═══ Reading passage ═══

# Bird aviary!!



## M.R Drake

Hi everyone;
I have got this kind of new aviary and I was wondering if someone would like to give me some suggestions on what birds should I place in it!!
Right now, it has a pair of pin tailed whyda living in it... They look kind of cute!! I'm planning on housing finches in this aviary, but I'd like read some ideas from you guys!!
In other words... Feel free to house this Aviary!!


I can post some pics of the whyda pair or the aviary if you like.


----------



## poohdog

Two questions...Where are you? and have your birds heated quarters?


----------



## M.R Drake

I'm in the UAE... It's not that cold here


----------



## tinamary

Beautiful Birds Poohdog


----------



## poohdog

M.R Drake said:


> I'm in the UAE... It's not that cold here


In that case it's all down to the size of your aviary.I couldn't imagine which type, not having the faintest idea what is available over there.Just don't overcrowd it...it only causes stress,and stressful birds don't last long.Green singing finches and some parrot finches don't mix well.

═══

■ Directives:
A - Transcribe the aviary forum thread from "Right now, it" up to and including "birds heated quarters?".
B - Answer these questions using the aviary forum thread:
(i) What birds are living in the aviary right now?
(ii) In which country is the aviary's owner?
(iii) According to poohdog, which birds don't mix well?

═══ Extracted information ═══

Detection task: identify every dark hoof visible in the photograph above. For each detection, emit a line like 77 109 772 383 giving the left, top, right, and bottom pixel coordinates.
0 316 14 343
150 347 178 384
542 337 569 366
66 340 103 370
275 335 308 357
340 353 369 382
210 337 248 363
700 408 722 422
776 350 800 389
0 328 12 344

═══

■ Answers below:
A -
Right now, it has a pair of pin tailed whyda living in it... They look kind of cute!! I'm planning on housing finches in this aviary, but I'd like read some ideas from you guys!!
In other words... Feel free to house this Aviary!!


I can post some pics of the whyda pair or the aviary if you like.


----------



## poohdog

Two questions...Where are you? and have your birds heated quarters?

B -
(i) A pair of pin tailed whyda.
(ii) The UAE.
(iii) Green singing finches and some parrot finches.